ENTRIES SHOWN |
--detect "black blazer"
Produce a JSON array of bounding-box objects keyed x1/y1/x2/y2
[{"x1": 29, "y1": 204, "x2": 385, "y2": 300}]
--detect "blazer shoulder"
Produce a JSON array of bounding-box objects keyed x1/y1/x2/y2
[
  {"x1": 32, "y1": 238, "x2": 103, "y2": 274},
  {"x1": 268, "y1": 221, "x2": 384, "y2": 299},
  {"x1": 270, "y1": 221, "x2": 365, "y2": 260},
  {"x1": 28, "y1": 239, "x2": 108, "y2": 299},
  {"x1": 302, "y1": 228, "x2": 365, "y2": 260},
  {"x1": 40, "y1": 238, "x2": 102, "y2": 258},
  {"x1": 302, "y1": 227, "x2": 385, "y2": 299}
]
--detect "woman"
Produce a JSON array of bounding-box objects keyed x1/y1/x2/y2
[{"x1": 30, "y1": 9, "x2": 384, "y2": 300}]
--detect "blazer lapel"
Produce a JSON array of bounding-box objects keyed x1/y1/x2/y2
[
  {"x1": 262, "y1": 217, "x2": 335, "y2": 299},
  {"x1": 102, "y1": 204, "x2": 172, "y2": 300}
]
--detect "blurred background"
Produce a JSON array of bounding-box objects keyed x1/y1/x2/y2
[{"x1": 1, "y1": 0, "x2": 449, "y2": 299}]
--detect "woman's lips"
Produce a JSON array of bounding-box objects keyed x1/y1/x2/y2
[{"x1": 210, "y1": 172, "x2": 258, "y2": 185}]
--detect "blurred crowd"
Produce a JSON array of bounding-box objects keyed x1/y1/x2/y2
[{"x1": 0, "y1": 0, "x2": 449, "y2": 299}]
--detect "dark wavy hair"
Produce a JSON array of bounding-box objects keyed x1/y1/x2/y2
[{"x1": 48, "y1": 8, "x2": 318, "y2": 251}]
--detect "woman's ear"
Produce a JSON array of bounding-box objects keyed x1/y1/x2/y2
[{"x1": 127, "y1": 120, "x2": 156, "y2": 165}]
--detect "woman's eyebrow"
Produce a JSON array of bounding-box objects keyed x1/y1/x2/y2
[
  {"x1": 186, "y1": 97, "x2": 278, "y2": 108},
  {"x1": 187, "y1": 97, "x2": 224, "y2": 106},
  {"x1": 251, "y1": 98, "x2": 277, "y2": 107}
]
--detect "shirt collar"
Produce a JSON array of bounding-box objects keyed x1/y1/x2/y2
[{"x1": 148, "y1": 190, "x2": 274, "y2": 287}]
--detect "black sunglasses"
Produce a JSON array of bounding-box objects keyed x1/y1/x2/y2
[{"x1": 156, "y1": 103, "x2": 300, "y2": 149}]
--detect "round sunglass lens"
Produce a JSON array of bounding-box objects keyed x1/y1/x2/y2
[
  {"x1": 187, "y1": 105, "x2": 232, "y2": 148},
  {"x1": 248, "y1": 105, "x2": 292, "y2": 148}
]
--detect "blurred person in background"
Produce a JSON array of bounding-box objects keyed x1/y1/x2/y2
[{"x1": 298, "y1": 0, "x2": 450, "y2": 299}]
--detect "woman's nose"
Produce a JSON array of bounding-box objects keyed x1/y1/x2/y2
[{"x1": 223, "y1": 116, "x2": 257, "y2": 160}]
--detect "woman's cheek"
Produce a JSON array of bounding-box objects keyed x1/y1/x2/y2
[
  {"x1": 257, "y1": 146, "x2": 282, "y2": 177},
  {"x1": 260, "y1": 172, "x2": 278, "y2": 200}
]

TASK BRIEF | Could you copy out all the material word for word?

ANSWER |
--detect "black blazer"
Produce a JSON array of bounding-box objects keyed x1/y1/x2/y2
[{"x1": 29, "y1": 204, "x2": 385, "y2": 300}]
--detect "blazer shoulder"
Produce a JSON array of bounding-box objects keyed x1/y1/x2/y2
[
  {"x1": 32, "y1": 238, "x2": 103, "y2": 274},
  {"x1": 268, "y1": 221, "x2": 384, "y2": 299},
  {"x1": 270, "y1": 221, "x2": 365, "y2": 260},
  {"x1": 28, "y1": 239, "x2": 108, "y2": 299},
  {"x1": 302, "y1": 228, "x2": 365, "y2": 260},
  {"x1": 40, "y1": 238, "x2": 102, "y2": 258},
  {"x1": 302, "y1": 227, "x2": 385, "y2": 299}
]
--detect "woman"
Produce a JSON array of bounding-box objects keyed x1/y1/x2/y2
[{"x1": 30, "y1": 9, "x2": 384, "y2": 300}]
--detect "blazer lapel"
Produce a JSON array of bounding-box objects keyed x1/y1/x2/y2
[
  {"x1": 262, "y1": 217, "x2": 335, "y2": 299},
  {"x1": 102, "y1": 204, "x2": 172, "y2": 300}
]
--detect "blurred background"
Produce a JSON array of bounding-box objects keyed x1/y1/x2/y2
[{"x1": 1, "y1": 0, "x2": 449, "y2": 299}]
--detect "woman's lips"
Produce a JSON array of bounding-box objects keyed x1/y1/x2/y2
[{"x1": 210, "y1": 172, "x2": 258, "y2": 185}]
--detect "blurred crowd"
Produce a JSON array of bounding-box objects keyed x1/y1/x2/y2
[{"x1": 0, "y1": 0, "x2": 449, "y2": 299}]
--detect "dark wavy hair"
Produce a JSON array of bounding-box objects keyed x1/y1/x2/y2
[{"x1": 48, "y1": 8, "x2": 318, "y2": 251}]
--detect "woman's ear"
Produce a JSON array of bounding-box objects keyed x1/y1/x2/y2
[{"x1": 127, "y1": 120, "x2": 156, "y2": 165}]
--detect "woman's eyebrow"
Produce a JSON array of bounding-box objects keyed x1/y1/x2/y2
[
  {"x1": 186, "y1": 97, "x2": 278, "y2": 108},
  {"x1": 187, "y1": 97, "x2": 224, "y2": 106},
  {"x1": 251, "y1": 98, "x2": 277, "y2": 107}
]
--detect "shirt collar"
Produce a JSON array of bounding-box objects keyed x1/y1/x2/y2
[{"x1": 148, "y1": 190, "x2": 274, "y2": 287}]
--detect "black sunglasses"
Produce a JSON array of bounding-box objects keyed x1/y1/x2/y2
[{"x1": 156, "y1": 103, "x2": 300, "y2": 149}]
--detect "round sunglass lens"
Produce a JSON array of bounding-box objects keyed x1/y1/x2/y2
[
  {"x1": 187, "y1": 105, "x2": 232, "y2": 148},
  {"x1": 248, "y1": 105, "x2": 292, "y2": 148}
]
--detect "blurred person in background"
Produce a JSON array of bounding-box objects keyed x1/y1/x2/y2
[{"x1": 298, "y1": 0, "x2": 450, "y2": 299}]
--detect "woman's nose"
Produce a JSON array of bounding-box objects keyed x1/y1/x2/y2
[{"x1": 223, "y1": 116, "x2": 257, "y2": 160}]
--detect "woman's cheek"
Produce a JSON array of bounding-box objects keyed x1/y1/x2/y2
[
  {"x1": 257, "y1": 146, "x2": 282, "y2": 177},
  {"x1": 260, "y1": 172, "x2": 278, "y2": 200}
]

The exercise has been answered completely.